DIRECTION:
Please output every line of the records below as a numbered list, leaving out the blank lines.

GIVEN RECORDS:
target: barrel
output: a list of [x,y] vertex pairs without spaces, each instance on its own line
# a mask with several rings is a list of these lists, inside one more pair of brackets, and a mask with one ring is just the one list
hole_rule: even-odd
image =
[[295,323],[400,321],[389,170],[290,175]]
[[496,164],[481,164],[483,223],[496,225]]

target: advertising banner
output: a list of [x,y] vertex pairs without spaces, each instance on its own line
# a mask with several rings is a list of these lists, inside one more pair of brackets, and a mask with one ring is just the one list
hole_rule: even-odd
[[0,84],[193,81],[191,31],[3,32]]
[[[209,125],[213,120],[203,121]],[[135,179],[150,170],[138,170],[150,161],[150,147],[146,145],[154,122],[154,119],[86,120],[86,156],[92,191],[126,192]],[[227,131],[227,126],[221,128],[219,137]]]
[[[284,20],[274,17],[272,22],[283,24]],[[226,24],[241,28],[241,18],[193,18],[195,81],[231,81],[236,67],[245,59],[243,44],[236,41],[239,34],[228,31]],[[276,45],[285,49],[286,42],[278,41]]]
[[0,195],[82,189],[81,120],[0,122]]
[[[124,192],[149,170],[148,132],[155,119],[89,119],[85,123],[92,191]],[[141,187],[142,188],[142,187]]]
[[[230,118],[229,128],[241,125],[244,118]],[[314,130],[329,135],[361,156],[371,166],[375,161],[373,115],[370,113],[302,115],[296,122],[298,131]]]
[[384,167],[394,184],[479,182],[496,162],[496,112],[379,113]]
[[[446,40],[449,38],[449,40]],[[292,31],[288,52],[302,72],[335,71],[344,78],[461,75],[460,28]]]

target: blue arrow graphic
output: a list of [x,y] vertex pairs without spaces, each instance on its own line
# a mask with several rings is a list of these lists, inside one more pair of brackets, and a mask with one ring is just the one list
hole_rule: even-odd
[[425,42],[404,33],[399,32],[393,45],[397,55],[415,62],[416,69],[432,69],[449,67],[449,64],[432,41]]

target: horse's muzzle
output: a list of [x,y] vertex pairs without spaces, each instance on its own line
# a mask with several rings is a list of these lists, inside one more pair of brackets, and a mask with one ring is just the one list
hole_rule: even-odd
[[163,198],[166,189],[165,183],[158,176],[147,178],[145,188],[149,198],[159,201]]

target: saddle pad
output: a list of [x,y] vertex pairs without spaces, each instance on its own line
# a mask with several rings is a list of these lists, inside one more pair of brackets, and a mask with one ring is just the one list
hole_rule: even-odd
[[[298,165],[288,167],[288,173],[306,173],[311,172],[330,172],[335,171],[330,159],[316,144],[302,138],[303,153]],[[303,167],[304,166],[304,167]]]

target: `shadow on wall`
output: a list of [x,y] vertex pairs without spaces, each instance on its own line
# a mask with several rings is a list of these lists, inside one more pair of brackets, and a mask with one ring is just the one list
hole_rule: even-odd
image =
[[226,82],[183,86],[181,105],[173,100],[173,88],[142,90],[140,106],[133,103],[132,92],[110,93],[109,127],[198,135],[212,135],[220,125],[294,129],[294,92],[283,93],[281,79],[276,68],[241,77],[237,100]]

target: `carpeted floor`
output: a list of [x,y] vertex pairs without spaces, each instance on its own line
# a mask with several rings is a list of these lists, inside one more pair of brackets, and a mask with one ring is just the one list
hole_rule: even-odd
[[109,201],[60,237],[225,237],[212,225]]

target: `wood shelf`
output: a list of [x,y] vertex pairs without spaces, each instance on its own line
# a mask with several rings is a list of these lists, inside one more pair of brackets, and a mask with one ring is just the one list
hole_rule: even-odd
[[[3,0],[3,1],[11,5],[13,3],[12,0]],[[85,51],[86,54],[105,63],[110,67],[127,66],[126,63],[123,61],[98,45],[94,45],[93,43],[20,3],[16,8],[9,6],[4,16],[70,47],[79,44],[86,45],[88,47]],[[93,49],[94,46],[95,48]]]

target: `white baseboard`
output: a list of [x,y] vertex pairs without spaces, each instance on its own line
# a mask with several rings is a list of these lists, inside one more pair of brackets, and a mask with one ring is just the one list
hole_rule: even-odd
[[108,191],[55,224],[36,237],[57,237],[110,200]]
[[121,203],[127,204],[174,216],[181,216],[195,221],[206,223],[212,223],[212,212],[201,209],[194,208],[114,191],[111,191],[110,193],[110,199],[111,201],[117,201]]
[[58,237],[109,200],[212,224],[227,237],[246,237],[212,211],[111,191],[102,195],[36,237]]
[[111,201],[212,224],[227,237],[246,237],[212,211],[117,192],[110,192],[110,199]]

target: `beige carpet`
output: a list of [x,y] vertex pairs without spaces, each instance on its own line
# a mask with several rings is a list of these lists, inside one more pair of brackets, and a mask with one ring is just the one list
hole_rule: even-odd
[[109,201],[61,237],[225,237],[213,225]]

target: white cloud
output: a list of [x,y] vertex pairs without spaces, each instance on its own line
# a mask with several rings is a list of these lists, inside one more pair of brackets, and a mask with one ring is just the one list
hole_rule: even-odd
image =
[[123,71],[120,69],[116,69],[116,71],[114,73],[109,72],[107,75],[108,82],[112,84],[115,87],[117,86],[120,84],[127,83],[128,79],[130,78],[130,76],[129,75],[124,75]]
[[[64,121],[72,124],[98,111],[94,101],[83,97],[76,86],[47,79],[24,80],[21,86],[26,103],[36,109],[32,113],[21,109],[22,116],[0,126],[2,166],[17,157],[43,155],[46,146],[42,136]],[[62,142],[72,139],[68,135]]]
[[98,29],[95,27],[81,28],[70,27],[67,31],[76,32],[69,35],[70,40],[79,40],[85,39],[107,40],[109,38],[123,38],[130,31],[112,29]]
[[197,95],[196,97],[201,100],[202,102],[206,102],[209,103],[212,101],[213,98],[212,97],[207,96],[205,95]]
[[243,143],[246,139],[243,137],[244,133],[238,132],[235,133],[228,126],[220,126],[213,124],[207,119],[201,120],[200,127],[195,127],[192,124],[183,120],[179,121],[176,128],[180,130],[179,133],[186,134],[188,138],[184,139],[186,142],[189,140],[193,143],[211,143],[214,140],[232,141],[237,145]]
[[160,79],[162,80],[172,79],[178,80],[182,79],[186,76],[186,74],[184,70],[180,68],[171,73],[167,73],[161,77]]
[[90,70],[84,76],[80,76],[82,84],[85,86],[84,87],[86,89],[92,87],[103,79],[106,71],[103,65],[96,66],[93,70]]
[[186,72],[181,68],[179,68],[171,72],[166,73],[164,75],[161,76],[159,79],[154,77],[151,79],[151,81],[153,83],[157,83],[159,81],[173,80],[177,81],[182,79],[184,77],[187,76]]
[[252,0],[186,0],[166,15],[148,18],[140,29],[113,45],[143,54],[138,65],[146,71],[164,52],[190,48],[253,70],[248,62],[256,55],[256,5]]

ANSWER TO THE PROBLEM:
1. target: barrel
2. output: a list of [x,y] vertex pairs without spaces, each instance on its own line
3. # a mask with several rings is a list of these lists, inside one more pair of brackets, and a mask with one ring is just the one list
4. hole_rule: even-odd
5. image =
6. [[295,323],[400,321],[389,170],[290,175]]
7. [[496,164],[481,164],[483,223],[496,225]]
8. target: advertising banner
9. output: a list of [x,y] vertex pairs without spaces, each instance on its own line
10. # a mask with several rings is a list of these lists, inside one more pair of brackets, and a mask with one ring is just the one list
11. hole_rule: even-odd
12. [[0,84],[193,81],[191,31],[3,32]]
13. [[[209,125],[213,120],[203,121]],[[135,179],[150,170],[138,170],[150,161],[150,147],[146,145],[154,122],[154,119],[86,120],[86,156],[92,191],[126,192]],[[227,131],[227,126],[221,128],[219,137]]]
14. [[[284,20],[274,17],[272,22],[283,24]],[[226,24],[241,28],[241,18],[193,18],[195,81],[231,81],[236,67],[245,59],[243,44],[236,41],[239,34],[228,31]],[[276,45],[285,49],[286,42],[278,41]]]
15. [[0,195],[82,189],[81,120],[0,122]]
16. [[[124,192],[149,170],[148,132],[155,119],[89,119],[85,123],[92,191]],[[141,187],[142,188],[142,187]]]
17. [[[230,118],[229,128],[241,125],[244,118]],[[314,130],[329,135],[361,156],[371,166],[375,161],[373,115],[370,113],[302,115],[296,122],[298,131]]]
18. [[384,167],[394,184],[479,182],[496,162],[496,112],[379,113]]
19. [[[446,40],[449,38],[449,40]],[[292,31],[288,52],[302,72],[335,71],[344,78],[461,75],[460,28]]]
20. target: blue arrow graphic
21. output: a list of [x,y] vertex pairs without spaces, each instance on its own line
22. # a mask with several rings is a list of these lists, inside one more pair of brackets, and a mask with one ring is just the one list
23. hole_rule: even-odd
24. [[425,42],[404,33],[399,32],[393,45],[397,55],[415,62],[416,69],[432,69],[449,67],[449,64],[432,41]]
25. target: horse's muzzle
26. output: a list of [x,y] vertex pairs without spaces, each instance on its own line
27. # a mask with several rings is a list of these lists, inside one more pair of brackets, and a mask with one ring is just the one list
28. hole_rule: even-odd
29. [[163,198],[166,189],[165,183],[158,176],[147,178],[145,188],[149,198],[159,201]]
30. target: saddle pad
31. output: a list of [x,y] vertex pairs without spaces, each instance on its own line
32. # a mask with several rings is a list of these lists, inside one more pair of brackets, and a mask with one ring is just the one list
33. hole_rule: even-odd
34. [[[298,165],[288,167],[288,173],[306,173],[311,172],[330,172],[335,171],[330,159],[316,144],[302,138],[303,153]],[[303,167],[304,166],[304,167]]]
35. target: `shadow on wall`
36. output: a list of [x,y] vertex pairs without spaces, each instance on its own line
37. # a mask with several rings is a list of these lists, inside one more pair of brackets, and a mask with one ring is just the one list
38. hole_rule: even-odd
39. image =
40. [[226,82],[183,86],[181,105],[173,100],[173,88],[142,90],[140,106],[133,103],[132,92],[110,93],[109,127],[198,135],[212,135],[220,125],[294,129],[294,92],[283,93],[281,79],[276,68],[241,77],[237,100]]
41. target: `carpeted floor`
42. output: a list of [x,y] vertex pairs without spaces, each instance on its own line
43. # a mask with several rings is a list of these lists, inside one more pair of brackets, and a mask with one ring is just the one list
44. hole_rule: even-odd
45. [[109,201],[60,237],[225,237],[212,225]]
46. target: `wood shelf`
47. output: a list of [x,y] vertex pairs without spaces, each instance on its own line
48. # a mask with several rings is a list of these lists, inside one more pair of brackets, and a mask with one ring is just the one list
49. hole_rule: even-odd
50. [[[3,0],[3,1],[11,5],[13,3],[12,0]],[[85,51],[86,54],[105,63],[110,67],[127,66],[126,63],[123,61],[98,45],[94,45],[93,43],[20,3],[16,8],[9,6],[4,16],[70,47],[79,44],[86,45],[88,47]],[[93,49],[94,46],[95,48]]]
51. target: `white baseboard`
52. output: a list of [x,y] vertex pairs without spaces, each instance on its own line
53. # a mask with several rings is a list of these lists, inside one more pair of brackets, and a mask with one ring is just the one list
54. hole_rule: even-odd
55. [[108,191],[55,224],[36,237],[57,237],[110,200]]
56. [[121,203],[127,204],[174,216],[181,216],[195,221],[206,223],[212,223],[212,212],[201,209],[194,208],[114,191],[111,191],[110,193],[110,199],[111,201],[117,201]]
57. [[58,237],[109,200],[212,224],[227,237],[246,237],[212,211],[111,191],[102,195],[36,237]]
58. [[111,201],[212,224],[227,237],[246,237],[212,211],[117,192],[110,192],[110,199]]
59. target: `beige carpet`
60. output: a list of [x,y] vertex pairs without spaces, each instance on its own line
61. # a mask with several rings is a list of these lists, inside one more pair of brackets, and a mask with one ring is just the one list
62. hole_rule: even-odd
63. [[109,201],[61,237],[225,237],[213,225]]
64. target: white cloud
65. output: a list of [x,y] vertex pairs without spaces, each instance on its own line
66. # a mask with several rings is a list of these lists, inside one more pair of brackets, and a mask with one ring is just the one list
67. hole_rule: even-odd
68. image =
69. [[123,71],[120,69],[116,69],[116,71],[114,73],[109,72],[107,75],[108,82],[112,84],[115,87],[117,86],[120,84],[127,83],[128,79],[130,78],[130,76],[129,75],[124,75]]
70. [[[64,121],[72,124],[98,111],[94,101],[83,97],[76,86],[47,79],[24,80],[21,86],[26,103],[36,109],[32,113],[21,109],[22,116],[0,126],[2,166],[17,157],[43,155],[46,146],[42,136]],[[62,142],[72,139],[68,135]]]
71. [[98,29],[95,27],[81,28],[70,27],[67,31],[76,32],[69,35],[70,40],[79,40],[85,39],[107,40],[109,38],[123,38],[130,31],[112,29]]
72. [[197,95],[196,97],[201,100],[202,102],[206,102],[209,103],[212,101],[213,98],[212,97],[207,96],[205,95]]
73. [[243,143],[246,139],[243,137],[244,133],[238,132],[235,133],[228,126],[220,126],[213,124],[207,119],[201,120],[200,127],[195,127],[192,124],[183,120],[179,121],[176,128],[180,130],[179,133],[186,134],[188,138],[184,139],[186,142],[189,140],[193,143],[211,143],[214,140],[232,141],[237,145]]
74. [[160,79],[162,80],[172,79],[178,80],[182,79],[186,76],[186,74],[184,70],[180,68],[171,73],[167,73],[161,77]]
75. [[90,70],[84,76],[80,76],[82,84],[85,86],[84,87],[86,89],[92,87],[103,79],[106,71],[103,65],[96,66],[93,70]]
76. [[186,72],[181,68],[179,68],[171,72],[166,73],[164,75],[161,76],[159,79],[154,77],[151,79],[151,81],[153,83],[157,83],[159,81],[173,80],[177,81],[182,79],[184,77],[187,76]]
77. [[252,0],[186,0],[166,15],[148,18],[140,29],[113,45],[143,54],[138,65],[146,71],[164,52],[190,48],[253,70],[248,62],[256,55],[256,5]]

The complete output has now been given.